# Donatello will not eat :/ help!



## Kym123089 (Sep 4, 2012)

I have had Donatello for around a week- week and a half. His temps and enclosure are all up to par, as is his substrate (Which is a soil mix). He is calming down for me pretty well and allows me to pet him and even stands on me sometimes until he gets distracted/excited. The only problem is that he refuses to eat out of his enclosure or even from tongs in his enclosure. I really do not want to feed inside it and cause any food aggression. Any suggestions?


Oh and I've tried feeding almost every feeder insect I could think of, pinkies, ground turkey, gizzards and liver(chicken)



http://www.tegutalk.com/showthread.php?tid=12311


----------



## Logie_Bear (Sep 4, 2012)

Are all the feeder insects you are offering live?


----------



## Kym123089 (Sep 4, 2012)

Yes, I offered crickets, mealworms, super worms, hornworms, dubia roaches, night crawlers


----------



## Logie_Bear (Sep 4, 2012)

Sometimes they can be shy eaters and won't eat with you watching. Has he eaten anything whatsoever since you've had him?

• Extracted information:

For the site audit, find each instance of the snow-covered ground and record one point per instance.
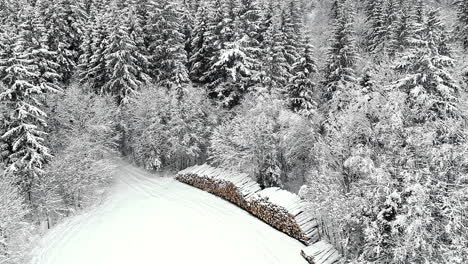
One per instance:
(149, 219)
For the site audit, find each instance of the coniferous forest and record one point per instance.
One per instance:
(360, 106)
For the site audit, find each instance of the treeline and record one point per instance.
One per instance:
(380, 147)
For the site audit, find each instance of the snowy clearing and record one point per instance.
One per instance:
(149, 219)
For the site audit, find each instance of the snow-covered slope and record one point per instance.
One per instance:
(154, 220)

• Directive 1:
Answer these from the thread about Donatello not eating:
(a) What substrate is in Donatello's enclosure?
(b) Which two chicken foods were offered to him?
(c) According to Logie_Bear, why might some of them not eat?
• Directive 2:
Carry on the forum thread about Donatello not eating with the next post, picking up after Logie_Bear's last question.
The items have nothing to do with the forum thread about Donatello not eating.

• Result 1:
(a) A soil mix.
(b) Gizzards and liver.
(c) They can be shy eaters and won't eat with you watching.

• Result 2:
----------



## Bubblz Calhoun (Sep 4, 2012)

_Do what's best for the animal, if that means feeding inside the enclosure then do so. As long as you spend more time doing things with him around and inside his enclosure that doesn't involve food you should be fine. Food aggression is more of an issue when feeding live prey and very little human interaction other than feeding time, so they associate the two.

When feeding inside the enclosure use a plate or paper towels that cover some of the substrate around the food. They can be messy eaters so food sometimes flies and ends up on the substrate anyway. Depending on your soil mix that's not a huge issue. If or when food ends up on the soil just remove the soil around where it landed, to get rid of the smell and prevent them from smelling and trying to eat it later. _


----------



## Scott Hogge (Sep 4, 2012)

Bubblz Calhoun said:


> _Do what's best for the animal..._



ditto on that entire reply


----------



## TegusRawsome80 (Sep 4, 2012)

You should've left him alone and not tried to pick him up in my opinion. Could be part of the problem


----------



## Kym123089 (Sep 4, 2012)

Okay I will try feeding in the enclosure again. He ate off tongs the first couple days, that's why I was concerned. I didn't pull him out immediately it was after he seemed okay with it (no hissing, no tail whips) and was trying to climb my arm. He does have a "plate" that's his an I'll try feeding with it (it's large and plastic with raised edges).


I appreciate the advice I really do... I adore him already and I would be devastated should anything happen to him


----------



## sylvie (Sep 4, 2012)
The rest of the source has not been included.